Work request 1:
In the cheese descriptions, what reason is given for the name of the Stinking Bishop pear cultivar?
Work request 2:
Extend the notes on British cheeses past their final sentence about Rachel.

(Selected passage Opens)

Ragstone. A Goats’ milk cheese developed by Charlie Westhead at Neals Yard Creamery in Herefordshire. In traditional French goat-log style, it was inspired by Sainte Maure, but is ‘smoother, creamier… with less acidity and more complexity’ (Neals Yard Dairy).

Ragstone

Stinking Bishop, a soft cows’ milk washed rind cheese, is another Charles Martell creation. The cheese is immersed in perry made from Stinking Bishop pears every four weeks during the 3-month maturation process. The Stinking Bishop cultivar was first produced in the 1800s by Fred Bishop, a Herefordshire farmer renowned for his stinking temper, not his pungency. The same cannot be said of the cheese which has a powerful odour. The flavour is usually relatively mild, but not in this well-matured slice. It was, I thought, about as good as cheese gets.

Stinking Bishop

Rachel, made by the White Lake Dairy, is the sister of Sheep Rustler made using largely the same recipe but from goats’ milk rather than sheep’s. It is very pleasant, but hard and semi-hard goat cheeses never seem to capture the goatiness the way the soft cheeses do. Some may call that an advantage, but not me.

(Selected passage Closes)
(Data extracts Opens)

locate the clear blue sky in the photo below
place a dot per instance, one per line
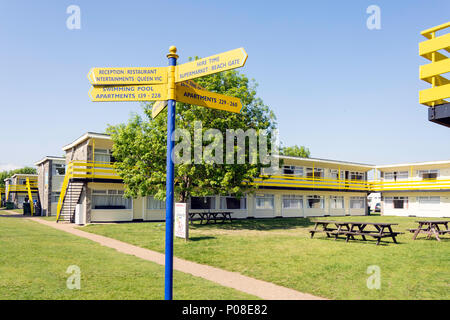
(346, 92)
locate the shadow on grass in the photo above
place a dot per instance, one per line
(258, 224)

(Data extracts Closes)
(Data extracts Opens)

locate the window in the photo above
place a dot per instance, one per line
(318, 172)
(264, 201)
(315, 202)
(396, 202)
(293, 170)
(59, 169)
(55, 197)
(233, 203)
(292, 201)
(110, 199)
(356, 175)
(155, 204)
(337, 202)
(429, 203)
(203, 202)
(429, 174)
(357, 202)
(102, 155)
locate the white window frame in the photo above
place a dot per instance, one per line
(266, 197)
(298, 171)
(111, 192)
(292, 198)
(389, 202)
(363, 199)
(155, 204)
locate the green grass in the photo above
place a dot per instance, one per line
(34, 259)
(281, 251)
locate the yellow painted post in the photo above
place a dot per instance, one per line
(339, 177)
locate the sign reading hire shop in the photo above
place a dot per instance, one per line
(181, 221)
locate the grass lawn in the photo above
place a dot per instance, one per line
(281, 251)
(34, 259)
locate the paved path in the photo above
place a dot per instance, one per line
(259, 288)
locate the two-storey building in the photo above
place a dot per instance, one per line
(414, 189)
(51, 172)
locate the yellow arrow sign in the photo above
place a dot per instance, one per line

(Data extracts Closes)

Expected output 1:
The cultivar was first produced in the 1800s by Fred Bishop, a Herefordshire farmer known for his stinking temper rather than any pungency.

Expected output 2:
And to Drink

Recently, writing up the 2006 Staffordshire Way walk (as a Covid project) I had cause to mention the Halfpenny Green Wine Estate. Just before this trip I was browsing in Whitebridge Wines in Stone (I have been a customer for a long time - Francis, Kathy and the team deserve a free plug) and came across a bottle of Halfpenny Green late harvest, so I bought it…

Halfpenny Green Late Harvest

…and very good it was too. Lusciously sweet, it is a Huxelrebe/Bacchus blend with the distinctive Huxelrebe dominating. Well chilled it is excellent with blue cheese. Could this ray of sunshine really have been grown in cool, damp Staffordshire? Yes.

Benthall Hall (so good they name it 1½ times)

On Sunday, the actual birthday, we made the short drive to Benthall Hall a couple of miles north of Much Wenlock.

I like the older houses, and this one was built in 1580. It is still occupied by Benthalls, though it has been owned by the National Trust since 1958. Had the family been wealthier they would have torn the house down in the 18th century and replaced it with something grander - as Arthur Weaver did at Morville. They were prosperous enough to keep it though not replace it, inadvertently doing later generations a favour. Unfortunately, they tore down a 12th century manor house to build this, but you can’t keep everything.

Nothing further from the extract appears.